*Prompt 1*. List every school and university that the John Rubinstein biography says he attended.
*Prompt 2*. Carry the John Rubinstein biography forward from its final sentence.

*Text section*.
--

American actor, composer and director (born 1946)

John Rubinstein (born December 8, 1946) is an American actor, composer and director.

==Early life==
Rubinstein is the son of Polish parents. His mother, Aniela (née Młynarska), a dancer and writer, was a Roman Catholic native of Warsaw, the daughter of conductor Emil Młynarski. His father was Polish-Jewish concert pianist Arthur Rubinstein. He attended El Rodeo Public School in Beverly Hills (K–2), Cours La Cascade in Paris, France (1954), and St. Bernard's School (3–8) and Collegiate School (New York City) (9–12) in New York City. He studied theater and music at the University of California, Los Angeles (1964–1967), and later composition at the Juilliard School in New York.

==Career==
=== Theater ===
Rubinstein made his Broadway acting debut in 1972 and received a Theatre World Award for creating the title role in the musical Pippin, directed by Bob Fosse. In 1980 he won the Tony, Drama Desk, Los Angeles Drama Critics Circle, and Drama-Logue Awards for his portrayal of James Leeds in Mark Medoff's Children of a Lesser God, directed by Gordon Davidson.

--

*Dataset excerpts*.
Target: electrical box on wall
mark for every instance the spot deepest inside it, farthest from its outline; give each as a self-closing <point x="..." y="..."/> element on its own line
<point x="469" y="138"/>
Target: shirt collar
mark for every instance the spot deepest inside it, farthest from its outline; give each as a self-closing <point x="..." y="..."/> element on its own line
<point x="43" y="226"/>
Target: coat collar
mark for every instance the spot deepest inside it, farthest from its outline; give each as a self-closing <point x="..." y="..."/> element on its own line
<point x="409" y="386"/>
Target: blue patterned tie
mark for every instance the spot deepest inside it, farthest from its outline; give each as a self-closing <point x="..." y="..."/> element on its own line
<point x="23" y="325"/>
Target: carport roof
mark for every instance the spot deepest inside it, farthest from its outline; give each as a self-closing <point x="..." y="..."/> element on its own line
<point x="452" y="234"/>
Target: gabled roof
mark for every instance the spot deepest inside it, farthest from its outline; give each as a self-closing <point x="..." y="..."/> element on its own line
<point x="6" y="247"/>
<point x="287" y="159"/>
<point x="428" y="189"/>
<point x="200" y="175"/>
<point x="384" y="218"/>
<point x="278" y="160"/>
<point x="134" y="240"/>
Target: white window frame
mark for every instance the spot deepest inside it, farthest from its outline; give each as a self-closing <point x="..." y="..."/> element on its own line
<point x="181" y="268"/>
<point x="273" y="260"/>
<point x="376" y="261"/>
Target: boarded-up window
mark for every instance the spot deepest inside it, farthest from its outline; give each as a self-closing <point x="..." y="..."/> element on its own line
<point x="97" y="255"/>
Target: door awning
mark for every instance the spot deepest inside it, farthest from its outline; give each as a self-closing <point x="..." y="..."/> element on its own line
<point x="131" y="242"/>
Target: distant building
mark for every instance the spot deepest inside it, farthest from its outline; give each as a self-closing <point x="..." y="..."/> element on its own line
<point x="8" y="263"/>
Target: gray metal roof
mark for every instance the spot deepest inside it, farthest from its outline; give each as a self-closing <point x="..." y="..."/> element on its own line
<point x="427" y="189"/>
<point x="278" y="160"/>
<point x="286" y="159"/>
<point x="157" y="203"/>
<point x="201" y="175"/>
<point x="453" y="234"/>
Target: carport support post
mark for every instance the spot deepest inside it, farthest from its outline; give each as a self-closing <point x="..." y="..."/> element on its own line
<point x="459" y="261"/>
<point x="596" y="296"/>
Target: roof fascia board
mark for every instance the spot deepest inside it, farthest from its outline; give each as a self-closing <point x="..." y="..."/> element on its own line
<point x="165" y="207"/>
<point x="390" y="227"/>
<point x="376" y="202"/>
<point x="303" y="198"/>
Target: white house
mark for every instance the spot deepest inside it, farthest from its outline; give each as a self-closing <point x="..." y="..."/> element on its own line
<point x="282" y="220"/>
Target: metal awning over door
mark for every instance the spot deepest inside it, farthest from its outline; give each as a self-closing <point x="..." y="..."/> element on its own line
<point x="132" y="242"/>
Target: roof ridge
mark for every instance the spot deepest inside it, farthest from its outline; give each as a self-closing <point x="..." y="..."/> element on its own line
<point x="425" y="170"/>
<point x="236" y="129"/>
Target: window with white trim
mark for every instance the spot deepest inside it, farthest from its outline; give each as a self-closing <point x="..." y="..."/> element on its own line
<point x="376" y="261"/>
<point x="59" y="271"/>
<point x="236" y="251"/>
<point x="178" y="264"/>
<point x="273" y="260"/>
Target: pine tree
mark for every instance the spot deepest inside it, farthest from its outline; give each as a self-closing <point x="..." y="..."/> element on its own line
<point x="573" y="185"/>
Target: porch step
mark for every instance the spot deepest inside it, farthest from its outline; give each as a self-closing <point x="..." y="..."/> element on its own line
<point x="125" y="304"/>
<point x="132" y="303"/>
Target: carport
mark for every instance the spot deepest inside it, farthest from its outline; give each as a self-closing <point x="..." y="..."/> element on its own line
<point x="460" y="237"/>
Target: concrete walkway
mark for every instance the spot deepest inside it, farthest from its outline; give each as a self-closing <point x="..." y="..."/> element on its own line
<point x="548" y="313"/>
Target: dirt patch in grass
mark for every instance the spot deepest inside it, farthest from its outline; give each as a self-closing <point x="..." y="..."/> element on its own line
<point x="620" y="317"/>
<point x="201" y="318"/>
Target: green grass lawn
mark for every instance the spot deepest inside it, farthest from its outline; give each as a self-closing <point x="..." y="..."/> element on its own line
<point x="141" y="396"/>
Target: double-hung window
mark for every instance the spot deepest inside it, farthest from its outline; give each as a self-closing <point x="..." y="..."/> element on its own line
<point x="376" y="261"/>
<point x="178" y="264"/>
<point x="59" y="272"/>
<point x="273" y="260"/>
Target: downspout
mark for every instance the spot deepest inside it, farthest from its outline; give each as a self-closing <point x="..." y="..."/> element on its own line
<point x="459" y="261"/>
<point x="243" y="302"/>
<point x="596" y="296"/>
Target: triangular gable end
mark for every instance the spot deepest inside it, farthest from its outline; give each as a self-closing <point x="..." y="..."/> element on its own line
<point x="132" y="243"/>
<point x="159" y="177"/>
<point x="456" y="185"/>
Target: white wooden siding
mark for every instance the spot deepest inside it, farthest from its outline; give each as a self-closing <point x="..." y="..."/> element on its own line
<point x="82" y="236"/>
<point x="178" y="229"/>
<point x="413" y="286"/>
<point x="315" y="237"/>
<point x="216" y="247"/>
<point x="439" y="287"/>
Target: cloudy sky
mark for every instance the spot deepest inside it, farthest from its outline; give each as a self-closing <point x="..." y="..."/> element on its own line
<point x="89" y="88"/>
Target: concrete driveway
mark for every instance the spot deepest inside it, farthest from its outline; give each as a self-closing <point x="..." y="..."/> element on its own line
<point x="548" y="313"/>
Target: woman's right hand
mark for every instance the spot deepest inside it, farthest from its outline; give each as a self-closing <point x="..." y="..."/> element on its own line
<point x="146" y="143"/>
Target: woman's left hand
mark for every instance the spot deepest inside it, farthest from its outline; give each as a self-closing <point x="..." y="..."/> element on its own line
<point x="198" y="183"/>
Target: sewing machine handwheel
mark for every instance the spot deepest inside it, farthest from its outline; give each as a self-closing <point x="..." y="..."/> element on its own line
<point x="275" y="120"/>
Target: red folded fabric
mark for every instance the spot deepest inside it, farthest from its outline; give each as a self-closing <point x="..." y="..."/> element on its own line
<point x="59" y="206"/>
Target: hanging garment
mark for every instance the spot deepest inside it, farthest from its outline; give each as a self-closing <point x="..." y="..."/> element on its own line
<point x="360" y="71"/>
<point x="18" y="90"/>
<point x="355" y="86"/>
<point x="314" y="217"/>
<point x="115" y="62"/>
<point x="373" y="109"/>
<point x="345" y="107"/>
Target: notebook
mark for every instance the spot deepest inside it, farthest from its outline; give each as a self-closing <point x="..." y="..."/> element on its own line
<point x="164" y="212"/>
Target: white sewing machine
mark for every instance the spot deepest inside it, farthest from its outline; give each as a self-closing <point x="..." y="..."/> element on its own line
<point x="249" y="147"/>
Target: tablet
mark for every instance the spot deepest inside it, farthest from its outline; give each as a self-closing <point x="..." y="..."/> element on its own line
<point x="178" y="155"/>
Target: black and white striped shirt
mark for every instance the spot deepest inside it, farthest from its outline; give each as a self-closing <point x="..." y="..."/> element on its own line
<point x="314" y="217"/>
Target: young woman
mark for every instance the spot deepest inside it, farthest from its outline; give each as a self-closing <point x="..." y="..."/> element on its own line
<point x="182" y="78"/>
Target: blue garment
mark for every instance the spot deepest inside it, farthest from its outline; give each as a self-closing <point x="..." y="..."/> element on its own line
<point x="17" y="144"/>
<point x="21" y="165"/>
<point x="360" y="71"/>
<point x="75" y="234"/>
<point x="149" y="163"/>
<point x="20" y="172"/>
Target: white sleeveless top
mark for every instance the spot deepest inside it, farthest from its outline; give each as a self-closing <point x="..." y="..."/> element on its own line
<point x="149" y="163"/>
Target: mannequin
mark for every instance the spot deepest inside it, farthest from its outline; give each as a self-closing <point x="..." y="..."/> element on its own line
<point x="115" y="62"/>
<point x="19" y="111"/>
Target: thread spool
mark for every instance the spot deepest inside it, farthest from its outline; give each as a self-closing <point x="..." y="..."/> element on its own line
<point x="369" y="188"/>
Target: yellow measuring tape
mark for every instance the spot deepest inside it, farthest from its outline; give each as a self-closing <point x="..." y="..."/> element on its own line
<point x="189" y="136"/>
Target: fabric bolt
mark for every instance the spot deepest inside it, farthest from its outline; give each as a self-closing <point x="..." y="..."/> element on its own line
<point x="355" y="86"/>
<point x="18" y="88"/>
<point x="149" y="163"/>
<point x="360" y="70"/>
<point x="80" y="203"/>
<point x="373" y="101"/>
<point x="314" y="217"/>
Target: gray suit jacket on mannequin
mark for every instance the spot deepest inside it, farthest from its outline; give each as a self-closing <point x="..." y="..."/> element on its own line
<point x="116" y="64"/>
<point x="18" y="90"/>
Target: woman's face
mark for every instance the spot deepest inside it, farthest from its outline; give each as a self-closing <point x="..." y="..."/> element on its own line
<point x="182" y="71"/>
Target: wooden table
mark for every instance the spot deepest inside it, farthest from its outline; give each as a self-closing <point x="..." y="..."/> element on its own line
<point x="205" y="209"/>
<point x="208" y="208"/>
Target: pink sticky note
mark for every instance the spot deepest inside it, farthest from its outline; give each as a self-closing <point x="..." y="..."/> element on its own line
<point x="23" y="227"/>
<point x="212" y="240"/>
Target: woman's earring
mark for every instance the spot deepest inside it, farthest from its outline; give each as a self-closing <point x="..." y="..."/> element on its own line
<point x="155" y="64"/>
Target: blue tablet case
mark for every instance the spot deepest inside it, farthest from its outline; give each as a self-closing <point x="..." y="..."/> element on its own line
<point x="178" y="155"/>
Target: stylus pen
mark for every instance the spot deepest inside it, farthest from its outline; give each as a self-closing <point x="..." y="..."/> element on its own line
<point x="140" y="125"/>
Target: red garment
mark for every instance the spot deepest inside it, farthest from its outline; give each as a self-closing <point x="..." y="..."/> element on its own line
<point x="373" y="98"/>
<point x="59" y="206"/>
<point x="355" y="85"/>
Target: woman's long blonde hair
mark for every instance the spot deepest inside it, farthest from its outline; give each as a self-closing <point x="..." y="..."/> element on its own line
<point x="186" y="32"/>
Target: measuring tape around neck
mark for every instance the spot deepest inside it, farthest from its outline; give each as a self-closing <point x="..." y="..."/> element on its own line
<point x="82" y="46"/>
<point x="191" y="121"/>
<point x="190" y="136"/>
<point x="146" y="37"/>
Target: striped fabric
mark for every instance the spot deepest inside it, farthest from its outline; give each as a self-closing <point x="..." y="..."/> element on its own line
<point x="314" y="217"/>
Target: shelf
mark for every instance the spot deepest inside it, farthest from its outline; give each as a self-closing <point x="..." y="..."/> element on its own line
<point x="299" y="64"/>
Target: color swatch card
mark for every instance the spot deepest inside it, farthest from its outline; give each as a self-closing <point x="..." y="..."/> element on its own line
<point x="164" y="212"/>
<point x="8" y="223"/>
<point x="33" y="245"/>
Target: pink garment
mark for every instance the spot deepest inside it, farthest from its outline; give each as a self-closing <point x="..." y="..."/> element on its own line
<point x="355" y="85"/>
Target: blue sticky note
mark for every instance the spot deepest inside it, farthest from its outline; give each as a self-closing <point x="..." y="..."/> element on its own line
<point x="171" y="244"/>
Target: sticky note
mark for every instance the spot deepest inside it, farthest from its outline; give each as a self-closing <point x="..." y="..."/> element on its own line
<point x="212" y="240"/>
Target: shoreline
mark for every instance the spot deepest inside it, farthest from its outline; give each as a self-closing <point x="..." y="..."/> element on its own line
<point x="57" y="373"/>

--

*Answer section 1*.
- El Rodeo Public School
- Cours La Cascade
- St. Bernard's School
- Collegiate School
- University of California, Los Angeles
- Juilliard School

*Answer section 2*.
Other Broadway appearances were in Neil Simon's Fools, directed by Mike Nichols, and Herman Wouk's The Caine Mutiny Court-Martial, which earned him a Drama Desk nomination; he replaced William Hurt as Eddie in David Rabe's Hurlyburly, replaced David Dukes in David Henry Hwang's M. Butterfly, and starred in Getting Away with Murder, by Stephen Sondheim and George Furth, directed by Jack O'Brien, and Ragtime, by Terrence McNally, Stephen Flaherty, and Lynn Ahrens. In 2014, he joined the Broadway cast of the hit revival of Pippin, directed by Diane Paulus, this time playing Pippin's father, Charlemagne; and subsequently repeated that role on the national tour throughout the United States and Japan in 2014–15.

In 2016, it was announced that Rubinstein would join fellow Tony-winner Christian Borle in Charlie and the Chocolate Factory as Grandpa Joe, directed by Jack O'Brien.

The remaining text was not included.